## [Instructions to follow]
Copy out, word for word and in full, the following essay on growing up and saying goodbye.

## [Quoted passage]
+ + + +

The painful realisation that growing up means saying goodbye

-growing-up-means-saying-goodbye

 

There is this feeling I get.

A dull ache in the pit of my stomach. A tug on my heartstrings. A bittersweet knowing that what once was, can never be again.

 

I feel it as I’m watching my brother’s face grow smaller in the rearview mirror.

I feel it as I wave wildly out the car window to match my parents equally enthusiastic waves.

I feel it in the hugs, the kisses, and the jokes shared between friends I’ve collected through the years.

 

It’s the ever-present, always crushing reality of goodbyes.

 

The fact that no matter what we try to do, we cannot slow down time. We cannot prevent our forward momentum. We are prisoners of time, captive to its sweeping clutches.

And so the ache widens. Numbing my fingertips and prickling tears to my eyes.

But I inhale a little sharper and wipe swiftly at my eyes, because I know this is a feeling I must become familiar with, an ache I must learn to corral.


 

I hate these sudden realizations that startle us in adulthood.

 

I had such sweet hopes and a rosy view of what it would be like to grow up and like plunging into icy water, the reality has been shocking to the system.

 

How could I have known the tears of homesickness that would pour down my cheeks the first night I slept in my dorm room?

How could I have foreseen the way I would miss the ordinary, Saturday morning grocery shopping with mum or standing beside the blazing fireplace in winter with my dad?

How could I have predicted that I would one day become best friends with my vexatious brother and that leaving him would feel like a kick to my gut?

+ + + +

## [Material]
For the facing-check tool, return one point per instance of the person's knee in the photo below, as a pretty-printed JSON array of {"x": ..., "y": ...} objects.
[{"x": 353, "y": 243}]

+ + + +

## [Written response]
The painful realisation that growing up means saying goodbye

-growing-up-means-saying-goodbye

 

There is this feeling I get.

A dull ache in the pit of my stomach. A tug on my heartstrings. A bittersweet knowing that what once was, can never be again.

 

I feel it as I’m watching my brother’s face grow smaller in the rearview mirror.

I feel it as I wave wildly out the car window to match my parents equally enthusiastic waves.

I feel it in the hugs, the kisses, and the jokes shared between friends I’ve collected through the years.

 

It’s the ever-present, always crushing reality of goodbyes.

 

The fact that no matter what we try to do, we cannot slow down time. We cannot prevent our forward momentum. We are prisoners of time, captive to its sweeping clutches.

And so the ache widens. Numbing my fingertips and prickling tears to my eyes.

But I inhale a little sharper and wipe swiftly at my eyes, because I know this is a feeling I must become familiar with, an ache I must learn to corral.


 

I hate these sudden realizations that startle us in adulthood.

 

I had such sweet hopes and a rosy view of what it would be like to grow up and like plunging into icy water, the reality has been shocking to the system.

 

How could I have known the tears of homesickness that would pour down my cheeks the first night I slept in my dorm room?

How could I have foreseen the way I would miss the ordinary, Saturday morning grocery shopping with mum or standing beside the blazing fireplace in winter with my dad?

How could I have predicted that I would one day become best friends with my vexatious brother and that leaving him would feel like a kick to my gut?